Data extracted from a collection
================

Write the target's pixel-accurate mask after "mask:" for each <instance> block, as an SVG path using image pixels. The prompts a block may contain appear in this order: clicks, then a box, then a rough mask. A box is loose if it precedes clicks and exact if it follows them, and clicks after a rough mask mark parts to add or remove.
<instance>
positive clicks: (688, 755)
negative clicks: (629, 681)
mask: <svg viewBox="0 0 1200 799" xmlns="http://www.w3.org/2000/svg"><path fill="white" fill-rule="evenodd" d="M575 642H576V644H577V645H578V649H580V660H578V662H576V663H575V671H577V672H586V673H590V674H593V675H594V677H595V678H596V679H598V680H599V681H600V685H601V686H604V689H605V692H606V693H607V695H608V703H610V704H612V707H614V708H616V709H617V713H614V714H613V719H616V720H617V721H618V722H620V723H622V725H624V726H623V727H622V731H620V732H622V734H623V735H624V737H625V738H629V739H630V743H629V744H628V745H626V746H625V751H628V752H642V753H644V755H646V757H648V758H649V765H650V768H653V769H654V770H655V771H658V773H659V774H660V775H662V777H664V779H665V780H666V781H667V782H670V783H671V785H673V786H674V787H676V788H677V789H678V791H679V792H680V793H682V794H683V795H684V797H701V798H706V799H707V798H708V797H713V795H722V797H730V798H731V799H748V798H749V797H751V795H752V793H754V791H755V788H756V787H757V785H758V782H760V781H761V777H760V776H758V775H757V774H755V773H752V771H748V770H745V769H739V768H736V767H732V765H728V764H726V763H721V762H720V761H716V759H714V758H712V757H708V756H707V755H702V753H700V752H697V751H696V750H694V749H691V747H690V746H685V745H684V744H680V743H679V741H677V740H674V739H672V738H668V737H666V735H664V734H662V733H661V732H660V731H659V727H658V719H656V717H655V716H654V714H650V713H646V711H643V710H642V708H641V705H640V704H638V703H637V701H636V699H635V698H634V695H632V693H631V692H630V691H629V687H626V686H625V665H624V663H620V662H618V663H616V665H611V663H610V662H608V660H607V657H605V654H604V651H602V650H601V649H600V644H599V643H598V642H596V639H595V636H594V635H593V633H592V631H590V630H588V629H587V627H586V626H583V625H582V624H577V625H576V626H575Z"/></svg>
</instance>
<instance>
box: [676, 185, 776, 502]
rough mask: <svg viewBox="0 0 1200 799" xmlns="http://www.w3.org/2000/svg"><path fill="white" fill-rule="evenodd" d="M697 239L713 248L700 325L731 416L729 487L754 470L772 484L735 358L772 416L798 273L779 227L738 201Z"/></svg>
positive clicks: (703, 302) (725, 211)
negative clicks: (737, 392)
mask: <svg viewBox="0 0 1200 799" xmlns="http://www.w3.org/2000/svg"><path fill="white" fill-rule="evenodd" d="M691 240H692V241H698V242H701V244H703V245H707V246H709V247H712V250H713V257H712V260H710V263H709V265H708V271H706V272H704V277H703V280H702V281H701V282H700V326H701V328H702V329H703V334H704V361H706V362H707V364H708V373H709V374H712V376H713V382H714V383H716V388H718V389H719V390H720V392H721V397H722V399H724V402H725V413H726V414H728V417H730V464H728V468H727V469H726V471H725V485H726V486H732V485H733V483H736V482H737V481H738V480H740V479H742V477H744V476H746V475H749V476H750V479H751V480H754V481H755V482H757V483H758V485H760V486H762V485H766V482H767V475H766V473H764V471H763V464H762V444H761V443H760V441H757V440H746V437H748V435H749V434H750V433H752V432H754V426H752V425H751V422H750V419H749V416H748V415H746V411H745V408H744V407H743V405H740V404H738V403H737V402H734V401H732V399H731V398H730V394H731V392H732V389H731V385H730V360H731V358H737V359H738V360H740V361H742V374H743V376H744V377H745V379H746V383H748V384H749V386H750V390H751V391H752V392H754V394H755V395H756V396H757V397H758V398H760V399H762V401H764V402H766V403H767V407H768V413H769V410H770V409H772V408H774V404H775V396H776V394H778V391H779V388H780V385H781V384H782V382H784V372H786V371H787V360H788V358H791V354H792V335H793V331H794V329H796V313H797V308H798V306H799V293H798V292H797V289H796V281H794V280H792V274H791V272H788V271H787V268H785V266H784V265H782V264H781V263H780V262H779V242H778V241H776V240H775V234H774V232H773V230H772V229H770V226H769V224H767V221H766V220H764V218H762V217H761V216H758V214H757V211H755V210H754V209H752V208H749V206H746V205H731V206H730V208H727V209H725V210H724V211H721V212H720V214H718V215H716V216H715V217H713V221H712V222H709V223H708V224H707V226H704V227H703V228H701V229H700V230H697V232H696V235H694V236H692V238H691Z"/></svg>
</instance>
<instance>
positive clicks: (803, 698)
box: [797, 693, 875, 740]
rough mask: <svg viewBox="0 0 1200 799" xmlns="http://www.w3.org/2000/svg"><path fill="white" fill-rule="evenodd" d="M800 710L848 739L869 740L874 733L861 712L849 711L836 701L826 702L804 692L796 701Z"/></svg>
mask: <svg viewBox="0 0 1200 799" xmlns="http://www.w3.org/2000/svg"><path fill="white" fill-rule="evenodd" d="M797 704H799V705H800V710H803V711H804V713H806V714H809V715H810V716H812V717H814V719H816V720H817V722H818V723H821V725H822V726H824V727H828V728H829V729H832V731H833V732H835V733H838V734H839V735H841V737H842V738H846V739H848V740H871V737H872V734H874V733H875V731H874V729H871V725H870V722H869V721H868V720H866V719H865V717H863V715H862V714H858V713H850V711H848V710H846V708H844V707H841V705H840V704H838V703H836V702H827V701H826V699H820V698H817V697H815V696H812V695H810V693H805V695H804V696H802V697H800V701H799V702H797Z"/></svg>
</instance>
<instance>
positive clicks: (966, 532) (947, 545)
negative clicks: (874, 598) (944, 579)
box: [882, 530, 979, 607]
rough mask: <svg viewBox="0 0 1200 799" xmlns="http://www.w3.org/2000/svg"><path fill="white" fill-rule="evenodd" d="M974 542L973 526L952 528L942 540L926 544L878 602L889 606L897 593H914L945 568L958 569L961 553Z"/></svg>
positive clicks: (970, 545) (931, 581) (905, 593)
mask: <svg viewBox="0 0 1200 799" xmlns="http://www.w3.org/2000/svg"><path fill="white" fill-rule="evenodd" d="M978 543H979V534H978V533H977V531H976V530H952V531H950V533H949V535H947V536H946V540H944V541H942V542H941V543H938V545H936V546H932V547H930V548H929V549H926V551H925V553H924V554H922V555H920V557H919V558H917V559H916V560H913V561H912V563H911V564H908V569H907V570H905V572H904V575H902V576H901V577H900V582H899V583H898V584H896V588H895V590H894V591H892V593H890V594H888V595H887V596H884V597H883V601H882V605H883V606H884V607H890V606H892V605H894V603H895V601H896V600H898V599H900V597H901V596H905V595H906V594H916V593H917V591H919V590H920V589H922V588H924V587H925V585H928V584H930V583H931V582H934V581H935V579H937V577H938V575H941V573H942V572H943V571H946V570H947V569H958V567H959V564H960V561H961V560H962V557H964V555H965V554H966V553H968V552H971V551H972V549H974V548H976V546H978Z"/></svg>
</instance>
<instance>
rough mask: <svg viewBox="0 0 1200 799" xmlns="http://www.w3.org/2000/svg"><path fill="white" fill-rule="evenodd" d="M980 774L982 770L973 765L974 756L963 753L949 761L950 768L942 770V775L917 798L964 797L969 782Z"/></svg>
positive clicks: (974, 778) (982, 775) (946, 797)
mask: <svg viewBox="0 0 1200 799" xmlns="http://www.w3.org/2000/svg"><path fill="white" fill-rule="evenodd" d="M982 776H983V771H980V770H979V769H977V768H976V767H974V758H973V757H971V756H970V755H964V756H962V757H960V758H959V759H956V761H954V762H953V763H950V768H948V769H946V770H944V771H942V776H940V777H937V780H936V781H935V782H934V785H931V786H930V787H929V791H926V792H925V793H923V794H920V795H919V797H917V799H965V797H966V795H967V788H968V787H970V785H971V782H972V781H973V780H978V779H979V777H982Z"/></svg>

================

TASK DIRECTIONS: An exact repeat of the lines from the one containing "774L982 770L973 765L974" through the final line above, both included, is the whole answer.

TASK RESULT:
rough mask: <svg viewBox="0 0 1200 799" xmlns="http://www.w3.org/2000/svg"><path fill="white" fill-rule="evenodd" d="M980 774L982 770L973 765L974 756L963 753L949 761L950 768L942 770V775L917 798L964 797L969 782Z"/></svg>
positive clicks: (974, 778) (982, 775) (946, 797)
mask: <svg viewBox="0 0 1200 799" xmlns="http://www.w3.org/2000/svg"><path fill="white" fill-rule="evenodd" d="M982 776H983V771H980V770H979V769H977V768H976V767H974V758H973V757H971V756H970V755H964V756H962V757H960V758H959V759H956V761H954V762H953V763H950V768H948V769H946V770H944V771H942V776H940V777H937V780H936V781H935V782H934V785H931V786H930V787H929V791H926V792H925V793H923V794H920V795H919V797H917V799H965V797H966V795H967V788H968V787H970V785H971V782H972V781H973V780H978V779H979V777H982Z"/></svg>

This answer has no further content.